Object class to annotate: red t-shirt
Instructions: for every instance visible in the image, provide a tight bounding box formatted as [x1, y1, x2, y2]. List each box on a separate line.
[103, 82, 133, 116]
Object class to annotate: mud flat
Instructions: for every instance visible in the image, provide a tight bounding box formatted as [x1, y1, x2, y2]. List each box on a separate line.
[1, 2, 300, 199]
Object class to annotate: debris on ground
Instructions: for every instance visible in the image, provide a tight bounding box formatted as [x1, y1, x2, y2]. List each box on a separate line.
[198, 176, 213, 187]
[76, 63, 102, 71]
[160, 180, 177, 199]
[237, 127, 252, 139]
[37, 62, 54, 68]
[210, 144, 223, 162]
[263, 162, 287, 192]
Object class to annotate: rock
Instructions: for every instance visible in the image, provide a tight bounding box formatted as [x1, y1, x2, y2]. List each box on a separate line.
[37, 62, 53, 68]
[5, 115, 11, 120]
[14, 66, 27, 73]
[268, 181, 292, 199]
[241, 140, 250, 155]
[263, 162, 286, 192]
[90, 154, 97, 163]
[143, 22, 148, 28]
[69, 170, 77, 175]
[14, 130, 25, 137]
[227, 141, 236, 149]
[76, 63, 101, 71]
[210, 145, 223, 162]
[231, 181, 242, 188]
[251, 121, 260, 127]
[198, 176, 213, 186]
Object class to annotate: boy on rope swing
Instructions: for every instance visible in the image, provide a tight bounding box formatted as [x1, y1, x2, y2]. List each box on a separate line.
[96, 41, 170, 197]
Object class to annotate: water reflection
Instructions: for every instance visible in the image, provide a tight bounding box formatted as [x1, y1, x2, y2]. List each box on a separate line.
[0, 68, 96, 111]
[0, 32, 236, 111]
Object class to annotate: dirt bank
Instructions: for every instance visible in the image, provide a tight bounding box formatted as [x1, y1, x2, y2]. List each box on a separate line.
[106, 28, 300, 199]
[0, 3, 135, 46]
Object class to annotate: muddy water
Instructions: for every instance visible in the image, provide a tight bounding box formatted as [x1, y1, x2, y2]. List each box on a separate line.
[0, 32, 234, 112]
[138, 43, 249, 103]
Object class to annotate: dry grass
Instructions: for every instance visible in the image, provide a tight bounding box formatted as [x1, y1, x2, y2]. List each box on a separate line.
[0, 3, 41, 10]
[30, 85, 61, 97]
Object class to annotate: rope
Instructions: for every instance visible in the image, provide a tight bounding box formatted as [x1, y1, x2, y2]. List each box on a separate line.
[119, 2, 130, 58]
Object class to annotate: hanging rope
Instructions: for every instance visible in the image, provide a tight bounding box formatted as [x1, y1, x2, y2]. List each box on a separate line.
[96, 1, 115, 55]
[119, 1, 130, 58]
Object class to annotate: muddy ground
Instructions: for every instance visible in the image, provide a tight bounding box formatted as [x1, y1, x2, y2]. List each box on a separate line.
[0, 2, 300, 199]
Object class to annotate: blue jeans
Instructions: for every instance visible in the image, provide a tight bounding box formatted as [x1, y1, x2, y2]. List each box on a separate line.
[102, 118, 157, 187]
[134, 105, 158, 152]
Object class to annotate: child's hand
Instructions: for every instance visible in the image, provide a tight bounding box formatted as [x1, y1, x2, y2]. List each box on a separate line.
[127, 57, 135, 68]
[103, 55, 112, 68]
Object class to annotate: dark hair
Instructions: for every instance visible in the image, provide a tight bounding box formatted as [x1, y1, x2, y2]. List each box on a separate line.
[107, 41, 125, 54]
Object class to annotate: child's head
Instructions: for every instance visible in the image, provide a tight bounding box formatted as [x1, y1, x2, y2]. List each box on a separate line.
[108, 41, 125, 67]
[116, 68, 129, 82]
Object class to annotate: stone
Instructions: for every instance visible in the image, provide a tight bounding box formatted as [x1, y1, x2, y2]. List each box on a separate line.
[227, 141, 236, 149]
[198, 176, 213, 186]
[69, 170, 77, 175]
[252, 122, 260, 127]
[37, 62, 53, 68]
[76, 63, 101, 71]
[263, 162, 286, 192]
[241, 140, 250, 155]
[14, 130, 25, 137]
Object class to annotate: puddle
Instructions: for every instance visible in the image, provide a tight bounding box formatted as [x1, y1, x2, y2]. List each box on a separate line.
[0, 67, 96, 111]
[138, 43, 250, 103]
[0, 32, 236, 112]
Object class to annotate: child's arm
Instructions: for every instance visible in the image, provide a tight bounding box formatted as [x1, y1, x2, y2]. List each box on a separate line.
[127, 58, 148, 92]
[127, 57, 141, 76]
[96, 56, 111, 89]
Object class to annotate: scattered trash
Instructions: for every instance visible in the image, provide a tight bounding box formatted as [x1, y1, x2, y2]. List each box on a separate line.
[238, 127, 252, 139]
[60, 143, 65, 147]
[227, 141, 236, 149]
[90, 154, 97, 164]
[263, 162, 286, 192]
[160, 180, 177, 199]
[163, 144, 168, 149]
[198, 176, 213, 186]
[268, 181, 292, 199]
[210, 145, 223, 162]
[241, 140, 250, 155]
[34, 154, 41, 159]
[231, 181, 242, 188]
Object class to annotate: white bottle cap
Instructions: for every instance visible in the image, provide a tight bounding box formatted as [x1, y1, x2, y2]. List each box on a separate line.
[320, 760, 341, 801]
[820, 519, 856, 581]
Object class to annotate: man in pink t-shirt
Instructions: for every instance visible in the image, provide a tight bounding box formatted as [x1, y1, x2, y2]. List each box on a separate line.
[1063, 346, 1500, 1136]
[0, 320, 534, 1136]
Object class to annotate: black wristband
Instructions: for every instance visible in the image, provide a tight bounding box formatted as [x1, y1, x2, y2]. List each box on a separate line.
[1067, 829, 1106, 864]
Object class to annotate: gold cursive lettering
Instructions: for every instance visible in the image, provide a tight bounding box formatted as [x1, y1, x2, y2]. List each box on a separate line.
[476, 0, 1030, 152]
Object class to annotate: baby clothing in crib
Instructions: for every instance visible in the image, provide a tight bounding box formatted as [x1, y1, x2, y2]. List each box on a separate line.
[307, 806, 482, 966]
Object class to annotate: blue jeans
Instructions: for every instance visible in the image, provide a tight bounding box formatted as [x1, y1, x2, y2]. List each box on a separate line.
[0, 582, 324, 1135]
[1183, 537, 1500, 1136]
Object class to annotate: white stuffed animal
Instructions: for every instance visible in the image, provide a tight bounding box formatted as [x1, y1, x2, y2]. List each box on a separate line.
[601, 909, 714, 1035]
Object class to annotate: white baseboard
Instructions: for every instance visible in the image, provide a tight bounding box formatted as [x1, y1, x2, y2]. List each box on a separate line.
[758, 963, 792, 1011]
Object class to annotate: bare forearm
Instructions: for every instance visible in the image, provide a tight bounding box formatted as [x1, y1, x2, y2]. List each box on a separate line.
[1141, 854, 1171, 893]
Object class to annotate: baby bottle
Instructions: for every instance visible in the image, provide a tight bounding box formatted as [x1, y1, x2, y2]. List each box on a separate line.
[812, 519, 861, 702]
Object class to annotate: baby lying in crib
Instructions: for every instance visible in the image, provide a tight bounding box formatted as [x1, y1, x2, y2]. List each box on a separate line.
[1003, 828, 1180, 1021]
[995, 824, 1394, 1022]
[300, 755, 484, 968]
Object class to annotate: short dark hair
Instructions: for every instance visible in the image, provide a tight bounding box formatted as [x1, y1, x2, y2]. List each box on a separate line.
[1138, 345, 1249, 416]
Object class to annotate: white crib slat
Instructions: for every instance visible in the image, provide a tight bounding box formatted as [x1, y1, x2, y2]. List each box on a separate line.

+ + + + + + +

◆ Requirement
Retype the complete listing exactly.

◆ Written response
Object class to annotate: red t-shirt
Instructions: for every instance visible in the image, provide a tight bounding box formatted as [x1, y1, x2, y2]. List each box on a separate line.
[103, 82, 133, 116]
Object class to annotate: mud flat
Instructions: for every instance visible in the image, provide a tight bounding box formatted as [x1, y1, x2, y2]. List each box on a separate line.
[1, 2, 300, 199]
Object class to annotate: debris on ground
Instructions: for every instance visible in the image, provide a tight bounding box formatted as [x1, y1, x2, y2]. List each box on a separate line.
[198, 176, 213, 187]
[76, 63, 102, 71]
[160, 180, 177, 199]
[237, 127, 252, 139]
[37, 62, 54, 68]
[210, 144, 223, 162]
[263, 162, 287, 192]
Object class to annotate: rock
Instructions: for every instance visible in the image, provide a tight bounding box formatted as [x1, y1, x2, y2]. List each box on a separate line.
[37, 62, 53, 68]
[5, 115, 11, 120]
[14, 66, 27, 73]
[268, 181, 292, 199]
[241, 140, 250, 155]
[263, 162, 286, 192]
[90, 154, 97, 163]
[143, 22, 148, 28]
[69, 170, 77, 175]
[14, 130, 25, 137]
[227, 141, 236, 149]
[76, 63, 101, 71]
[210, 145, 223, 162]
[231, 181, 242, 188]
[251, 121, 260, 127]
[198, 176, 213, 186]
Object class to annotate: boy on rope swing
Instructions: for every instance visible in the image, provide a tight bounding box formatted as [x1, y1, x2, y2]. List each box on a separate line.
[96, 41, 170, 197]
Object class to annotate: water reflection
Instructions: for every instance visible in the image, provide a tight bounding box formatted as [x1, y1, x2, y2]. List each box on a separate line.
[0, 68, 96, 111]
[0, 32, 236, 111]
Object class to annotate: dirt bank
Instructions: for every instance visible in the image, provide a tight bounding box formatted as [x1, y1, x2, y2]. List each box on a separate line.
[106, 28, 300, 199]
[0, 3, 135, 46]
Object class to annotate: muddy water
Instructions: for every instance visible in the image, provide a tight bounding box formatted as [x1, y1, x2, y2]. List each box on a separate line.
[0, 32, 234, 112]
[138, 43, 249, 103]
Object class to annotate: dry grass
Instructions: for every instance visible in the image, provide a tight bounding box formatted as [x1, y1, x2, y2]. List each box on a separate line.
[0, 3, 41, 10]
[30, 85, 61, 97]
Object class to annotate: rope
Instructions: for every instance visible in the image, provide a tight bounding box formatted as [x1, y1, x2, y2]. List each box on a separate line.
[119, 2, 130, 58]
Object class to annotate: hanging rope
Instructions: for every instance visible in the image, provide a tight bounding box formatted as [x1, y1, x2, y2]. List each box on a separate line.
[96, 1, 115, 55]
[119, 1, 130, 58]
Object class to annotate: muddy ground
Instructions: for every instance visible in the image, provide a tight bounding box formatted as [x1, y1, x2, y2]. List each box on a separate line.
[0, 2, 300, 199]
Object class to annotate: blue jeans
Instructions: for every instance visible in the image, provide a tight bounding box formatted as [x1, y1, x2, y2]. List each box on a separate line.
[102, 118, 157, 187]
[134, 105, 158, 152]
Object class to annotate: child's hand
Instructions: for every instance visible in the image, provide a tight bounding box formatted as [x1, y1, x2, y2]. List each box on a separate line.
[127, 57, 135, 68]
[103, 55, 112, 68]
Object class to annotate: dark hair
Instructions: for every instance visible in the image, provide a tight bounding box formatted as [x1, y1, x2, y2]. List each box on a separate line.
[107, 41, 125, 54]
Object class to annotate: child's head
Instructions: for every instance visible in the image, provide a tight bounding box formatted as [x1, y1, x2, y2]. List each box on a separate line.
[108, 41, 125, 67]
[116, 68, 129, 82]
Object class to annotate: stone
Instructions: for every instance visible in the image, provide a tight bounding box formatted as [x1, y1, x2, y2]. List each box on a separate line.
[227, 141, 236, 149]
[198, 176, 213, 186]
[69, 170, 77, 175]
[252, 122, 260, 127]
[37, 62, 53, 68]
[76, 63, 101, 71]
[263, 162, 286, 192]
[241, 140, 250, 155]
[14, 130, 25, 137]
Object class to annotate: puddle
Instructions: for every instance visible in the image, provide a tight bounding box formatted as [x1, y1, x2, y2]. List each box on a separate line.
[0, 67, 96, 111]
[138, 43, 250, 103]
[0, 32, 236, 112]
Object class to annotate: child's arm
Instructions: for every instance visible in the image, provide a tight bounding box formatted as [x1, y1, x2, y2]. List each box on a separate line.
[127, 58, 148, 92]
[127, 57, 141, 76]
[96, 56, 111, 89]
Object class to annotate: scattered trash
Instructions: for every instance visible in the image, provide a tight bounding box formatted as [x1, y1, x2, y2]. List each box on a separate line.
[238, 127, 252, 139]
[60, 143, 65, 147]
[227, 141, 236, 149]
[90, 154, 97, 164]
[263, 162, 286, 192]
[160, 180, 177, 199]
[163, 144, 168, 149]
[198, 176, 213, 186]
[268, 181, 292, 199]
[210, 145, 223, 162]
[241, 140, 250, 155]
[34, 154, 41, 159]
[231, 181, 242, 188]
Object class to annotate: white bottle cap
Instructions: for every instance visible in the image, provide a tight bounding box formatted as [x1, y1, x2, y2]. List each box on a separate line.
[320, 760, 341, 801]
[820, 519, 856, 581]
Object class to annotate: man in pink t-shirt
Instructions: for every instance visible in the image, provide a tight bounding box formatted as [x1, y1, x2, y2]. List each box on a separate line.
[1063, 346, 1500, 1136]
[0, 320, 534, 1136]
Object class to annotate: black wristband
Instructions: for every instance visible in the image, provide a tight bounding box formatted as [x1, y1, x2, y2]. List each box on a separate line.
[1067, 829, 1106, 864]
Object class to annotate: gold cursive lettering
Instructions: for every instance visible in the image, provide a tight bounding box formatted as [x1, y1, x2, y2]. List each box on a separate line.
[476, 0, 1030, 152]
Object class to annotate: baby clothing in crib
Instructions: for every instance visible in the image, provide a tight bounding box formatted as [x1, y1, x2, y2]. List each box on a separate line.
[307, 806, 482, 966]
Object class to annotate: blue jeans
Instructions: for every instance visible in the image, provide a tight bounding box formatted as [x1, y1, x2, y2]. List each box on a separate line.
[0, 582, 324, 1135]
[1183, 537, 1500, 1136]
Object class to annotate: white stuffed animal
Instructions: for every instance visible in the image, provide a tight bounding box formatted as [x1, y1, x2, y2]. List each box on a separate line.
[601, 909, 714, 1035]
Object class to annotate: white baseboard
Instructions: for every instance visible in the image, provide a tight bounding box formatted as [x1, y1, x2, y2]. List each box on a separate line.
[758, 963, 792, 1011]
Object class to annotate: bare forearm
Instructions: for every instance visible in the image, provide a tight bounding box formatted as [x1, y1, x2, y2]. List each box on a separate line.
[1141, 854, 1171, 893]
Object class to annotate: baby bottle
Instructions: for every instance visible in the image, provide a tight bounding box formatted as [x1, y1, x2, y2]. List each box on a separate line.
[812, 519, 861, 702]
Object class to annotate: baby lying in crib
Instructions: for every instance visible in the image, provide a tight bounding box formatted as [x1, y1, x2, y2]. List each box on a separate line.
[1003, 828, 1180, 1021]
[995, 824, 1394, 1022]
[300, 755, 484, 968]
Object class to annotate: short dark hair
Instructions: for every instance visible in the image, provide a tight bounding box formatted as [x1, y1, x2, y2]. List each box on a separate line.
[1138, 345, 1249, 416]
Object class to annotate: white crib slat
Instructions: for every instance visible in the image, provide a tight bounding box formatted as [x1, y1, x2, y2]. List each box on a separate line.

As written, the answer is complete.